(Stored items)
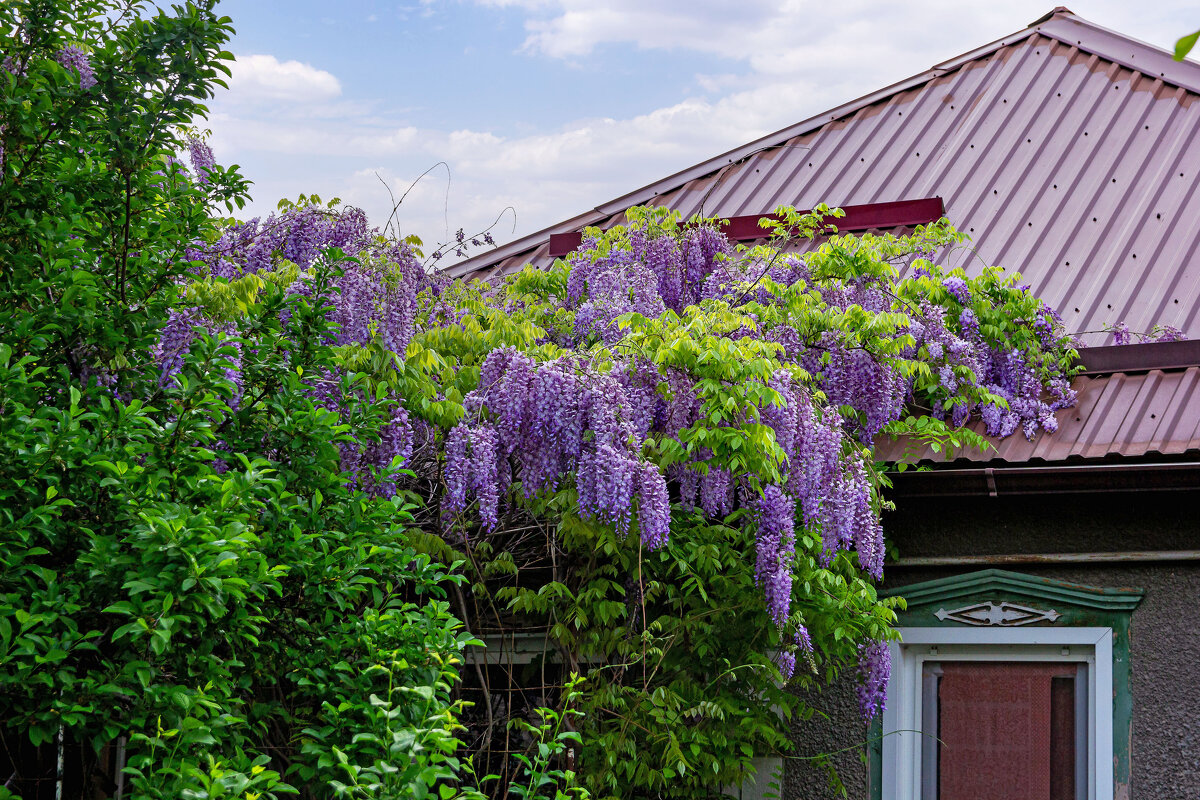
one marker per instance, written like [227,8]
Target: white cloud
[798,58]
[257,78]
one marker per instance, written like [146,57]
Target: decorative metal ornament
[1002,614]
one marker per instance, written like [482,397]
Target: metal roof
[1067,151]
[1117,415]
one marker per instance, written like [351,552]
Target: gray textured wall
[1164,633]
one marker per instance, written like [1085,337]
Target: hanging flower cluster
[658,367]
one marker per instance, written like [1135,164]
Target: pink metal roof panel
[1068,152]
[1119,415]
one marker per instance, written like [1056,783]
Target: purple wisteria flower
[874,669]
[72,58]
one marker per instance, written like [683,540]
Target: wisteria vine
[659,371]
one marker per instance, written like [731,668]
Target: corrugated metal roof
[1117,415]
[1068,152]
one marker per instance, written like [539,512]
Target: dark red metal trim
[899,214]
[1048,480]
[1140,358]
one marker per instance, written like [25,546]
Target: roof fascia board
[1060,25]
[807,126]
[1129,53]
[775,139]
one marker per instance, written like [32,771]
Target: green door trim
[1072,605]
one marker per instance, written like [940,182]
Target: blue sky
[550,107]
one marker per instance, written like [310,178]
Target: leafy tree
[688,428]
[196,599]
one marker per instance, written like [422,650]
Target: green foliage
[187,577]
[1185,46]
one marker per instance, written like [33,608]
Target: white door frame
[903,715]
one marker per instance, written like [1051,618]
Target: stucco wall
[1164,635]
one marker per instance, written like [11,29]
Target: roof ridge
[1060,24]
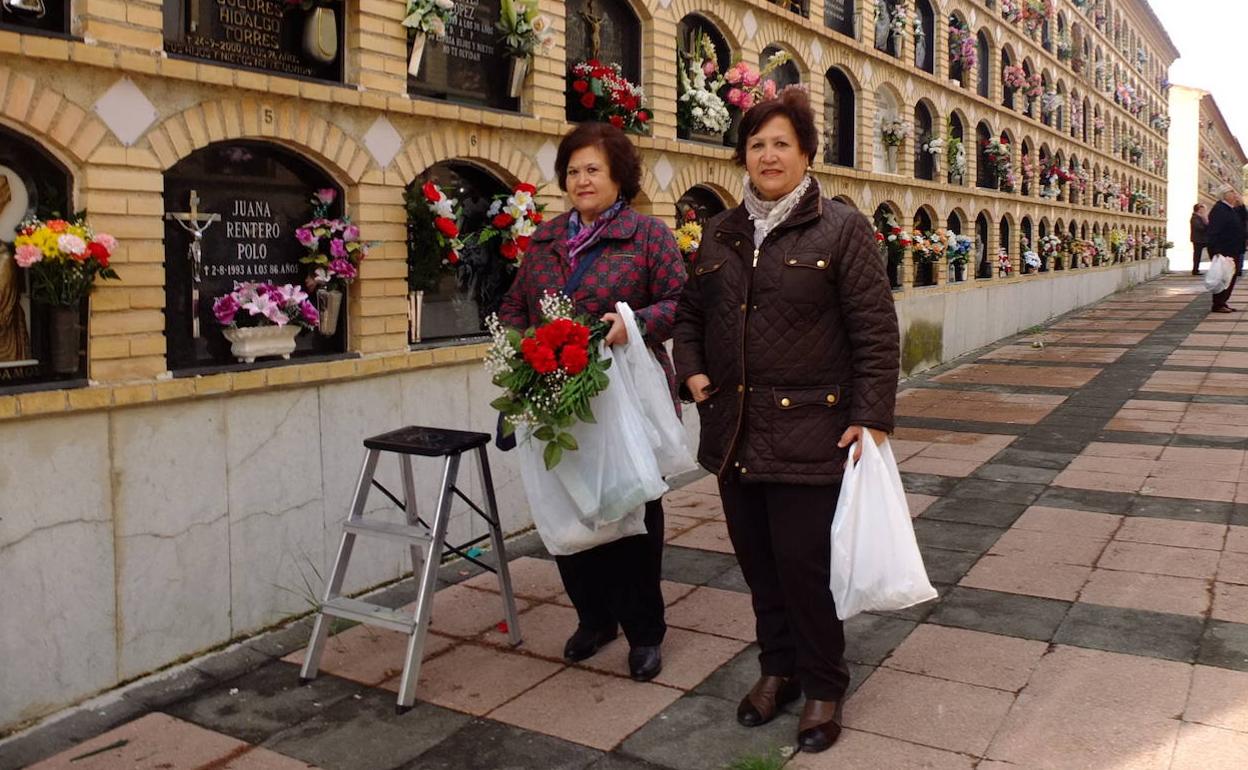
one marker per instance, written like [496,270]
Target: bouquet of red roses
[549,375]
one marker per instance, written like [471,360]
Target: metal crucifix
[195,224]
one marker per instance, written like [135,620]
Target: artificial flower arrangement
[748,86]
[64,257]
[335,248]
[699,109]
[599,91]
[523,29]
[549,373]
[512,219]
[433,242]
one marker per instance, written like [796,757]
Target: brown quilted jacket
[799,340]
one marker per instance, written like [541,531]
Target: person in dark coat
[1227,236]
[786,338]
[637,261]
[1199,221]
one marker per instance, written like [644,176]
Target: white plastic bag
[1217,278]
[876,564]
[653,396]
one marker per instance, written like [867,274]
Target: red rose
[574,358]
[447,227]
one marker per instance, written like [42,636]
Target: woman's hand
[854,433]
[618,335]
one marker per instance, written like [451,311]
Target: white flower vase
[253,342]
[413,63]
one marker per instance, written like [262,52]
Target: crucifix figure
[595,29]
[195,224]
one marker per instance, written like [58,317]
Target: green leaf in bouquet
[552,456]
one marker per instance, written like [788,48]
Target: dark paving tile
[1224,645]
[1086,499]
[484,744]
[926,483]
[1182,509]
[870,638]
[1000,613]
[1131,630]
[265,701]
[80,725]
[1000,472]
[365,731]
[700,733]
[955,536]
[947,565]
[989,513]
[693,565]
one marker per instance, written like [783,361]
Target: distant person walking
[1199,222]
[1227,237]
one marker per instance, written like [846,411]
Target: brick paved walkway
[1082,504]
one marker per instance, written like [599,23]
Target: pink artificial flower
[225,308]
[28,255]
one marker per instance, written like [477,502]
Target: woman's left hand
[618,335]
[854,433]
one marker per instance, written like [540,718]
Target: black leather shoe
[584,642]
[765,699]
[644,663]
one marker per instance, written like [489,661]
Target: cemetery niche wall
[247,200]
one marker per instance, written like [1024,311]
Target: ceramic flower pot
[253,342]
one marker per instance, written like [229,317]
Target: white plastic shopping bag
[1217,278]
[653,397]
[876,564]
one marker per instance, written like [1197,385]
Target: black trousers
[781,536]
[618,583]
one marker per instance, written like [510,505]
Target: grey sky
[1209,38]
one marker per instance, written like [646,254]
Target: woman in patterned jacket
[634,258]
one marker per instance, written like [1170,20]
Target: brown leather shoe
[819,725]
[765,699]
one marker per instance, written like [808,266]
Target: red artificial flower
[574,358]
[447,227]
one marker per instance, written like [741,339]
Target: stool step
[418,536]
[370,614]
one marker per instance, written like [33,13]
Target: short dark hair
[622,157]
[794,104]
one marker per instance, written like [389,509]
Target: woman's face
[589,182]
[774,160]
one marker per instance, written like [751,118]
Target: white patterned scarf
[769,215]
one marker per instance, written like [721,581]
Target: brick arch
[290,125]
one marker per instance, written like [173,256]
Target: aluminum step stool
[426,540]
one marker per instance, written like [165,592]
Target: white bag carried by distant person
[876,564]
[1217,278]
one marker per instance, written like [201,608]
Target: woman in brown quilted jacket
[786,338]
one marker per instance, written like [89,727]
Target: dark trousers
[618,583]
[1221,298]
[781,537]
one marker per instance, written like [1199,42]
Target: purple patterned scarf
[582,238]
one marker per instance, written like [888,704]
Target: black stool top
[428,442]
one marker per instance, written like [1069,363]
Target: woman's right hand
[699,386]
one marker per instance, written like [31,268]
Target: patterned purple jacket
[640,266]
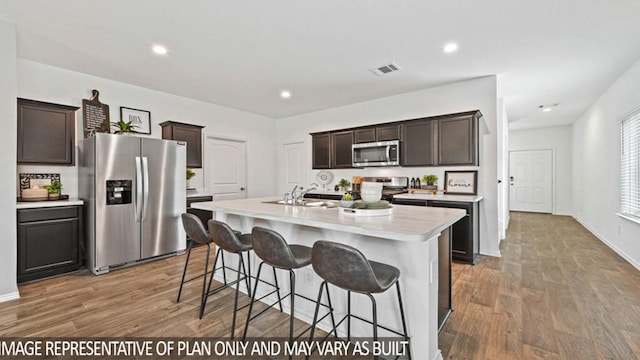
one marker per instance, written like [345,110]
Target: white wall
[462,96]
[8,145]
[31,80]
[596,166]
[503,169]
[559,140]
[51,84]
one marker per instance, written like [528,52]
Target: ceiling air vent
[386,69]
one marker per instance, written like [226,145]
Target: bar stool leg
[184,272]
[247,278]
[205,292]
[275,280]
[253,298]
[315,314]
[333,319]
[224,267]
[235,301]
[404,323]
[348,315]
[213,271]
[292,287]
[374,310]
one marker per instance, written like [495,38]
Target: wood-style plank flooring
[556,293]
[137,301]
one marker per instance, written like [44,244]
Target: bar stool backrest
[195,229]
[272,248]
[344,266]
[223,236]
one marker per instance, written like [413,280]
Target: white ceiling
[241,54]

- What to do:
Although the records contain pictures, transcribe only their text, exactly as written.

- Solution to this task:
one marker per instance, written like [227,8]
Target: white cloud
[798,58]
[257,78]
one marker per instance, written like [146,57]
Target: decorative metal ornament
[1002,614]
one marker per instance, written like [482,397]
Target: metal roof
[1067,151]
[1117,415]
one marker per instance, written like [351,552]
Target: gray textured wall
[1164,633]
one marker per instance, written like [1085,337]
Target: hanging flower cluster
[658,367]
one marker per instance, written like [1135,164]
Target: pink metal roof panel
[1068,152]
[1119,415]
one marker per instance, written like [1056,783]
Target: purple wisteria flower
[874,669]
[72,58]
one marker per instance, written like [683,540]
Target: wisteria vine
[659,371]
one marker per instance, written like [731,668]
Target: corrugated metal roof
[1117,415]
[1068,152]
one marker per instance, written like [539,512]
Target: dark red metal trim
[899,214]
[1048,480]
[1140,358]
one marker per instance, written like [25,546]
Target: roof fascia board
[1060,25]
[807,126]
[1129,53]
[775,139]
one marker per instance, written like [32,771]
Target: green door trim
[1072,605]
one marker per instance, written like [940,182]
Target: blue sky
[550,107]
one marker per instance, written like [310,178]
Target: leafy tree
[688,428]
[196,599]
one marker per instance, written like [422,650]
Target: green foliage
[187,577]
[1185,46]
one marker per instance, written like [33,608]
Target: white door frame
[903,715]
one marker per instance, written like [1051,618]
Target: stucco wall
[1164,635]
one marker per instance, written like [11,29]
Target: roof ridge
[1060,24]
one marker per instance, written like [496,270]
Target: bouquet of red roses
[549,375]
one marker per instance, written like [471,360]
Target: metal crucifix
[195,224]
one marker per instance, written like [135,620]
Target: artificial flower arrangement
[748,86]
[64,257]
[335,248]
[699,109]
[599,91]
[523,29]
[549,373]
[512,219]
[433,242]
one marker per instance, written like [796,757]
Target: brown quilted jacket
[799,340]
one marker per instance, written like [541,531]
Target: person in dark coat
[1227,236]
[786,338]
[637,261]
[1199,221]
one marker per instance, written like [644,176]
Target: white plastic bag
[1217,278]
[876,564]
[653,396]
one marker per instance, written like [867,274]
Target: red rose
[574,358]
[447,227]
one marker per instance, written like [42,636]
Target: woman's hand
[854,433]
[618,335]
one marker per instance, written like [451,311]
Target: white flower vase
[253,342]
[413,63]
one marker per instance, written like [262,52]
Target: crucifix figure
[595,29]
[195,224]
one marker per instance, written like [58,317]
Target: green leaf in bouquet
[552,456]
one marker per instance, written like [788,48]
Target: dark paving tile
[1224,645]
[1086,499]
[484,744]
[926,483]
[1182,509]
[870,638]
[1000,613]
[1131,630]
[265,701]
[80,725]
[1000,472]
[365,731]
[700,733]
[955,536]
[947,565]
[989,513]
[693,565]
one marker per instance, written like [783,361]
Target: distant person walking
[1199,222]
[1227,237]
one marker per instance, written like [846,411]
Target: brick paved walkway
[1082,504]
one marker per instance, written like [599,23]
Target: pink artificial flower
[225,308]
[28,255]
one marker per instance, written like [477,502]
Target: woman's left hand
[618,335]
[854,433]
one marker per instance, written like [540,718]
Target: black leather shoe
[584,642]
[765,699]
[644,663]
one marker per instance, written like [489,661]
Target: cemetery niche wall
[247,200]
one marker per instance, written like [1024,311]
Target: ceramic flower pot
[253,342]
one marker per instance, written like [229,317]
Target: white plastic shopping bag
[1217,278]
[653,397]
[876,564]
one marker per instance, written like [1197,385]
Target: black trousers
[781,536]
[618,583]
one marker per instance, written like [510,505]
Target: grey sky
[1209,38]
one marker per instance, written like [646,254]
Target: woman in patterned jacket
[634,258]
one marker per instance, written like [1170,20]
Target: brown leather shoe
[819,725]
[765,699]
one marker per instance, written like [808,266]
Target: red artificial flower
[574,358]
[447,227]
one marker per instance, written like [741,339]
Target: stool step
[418,536]
[370,614]
one marker per instance, written like [33,13]
Target: short dark hair
[622,157]
[794,104]
one marker per instance, written like [389,509]
Target: woman's face
[589,182]
[774,160]
one marker per instance, written like [751,118]
Target: white patterned scarf
[769,215]
one marker per instance, written like [721,581]
Target: brick arch
[290,125]
one marker per instance, written like [173,256]
Target: aluminum step stool
[426,540]
one marker per instance, written like [165,592]
Target: white bag carried by distant person
[876,564]
[1217,278]
one marker per instance, written like [201,608]
Target: woman in brown quilted jacket
[786,338]
one marker per instance, written like [89,727]
Target: dark trousers
[618,583]
[1221,298]
[781,537]
one marker per instance, written like [1199,42]
Target: purple patterned scarf
[582,238]
one marker per instance, written like [888,704]
Target: black stool top
[428,442]
one marker per instance, written like [1069,363]
Target: woman's right hand
[699,386]
one marker per instance, written like [31,268]
Target: patterned purple jacket
[640,266]
one marker per instance, written like [345,110]
Target: white wall
[462,96]
[8,145]
[31,80]
[596,166]
[503,169]
[559,140]
[51,84]
one marker per instance, written like [528,52]
Target: ceiling air vent
[386,69]
one marker per instance, written like [226,145]
Target: bar stool leg
[184,272]
[247,278]
[205,292]
[275,280]
[253,298]
[315,314]
[333,319]
[224,267]
[235,301]
[404,323]
[348,315]
[213,271]
[292,287]
[374,310]
one marker per instance, written like [495,38]
Target: wood-style plank flooring
[556,293]
[137,301]
one marker per instance, written like [44,244]
Target: bar stool backrest
[195,229]
[272,248]
[344,266]
[223,236]
one marker per instance, written like [413,280]
Target: white ceiling
[241,54]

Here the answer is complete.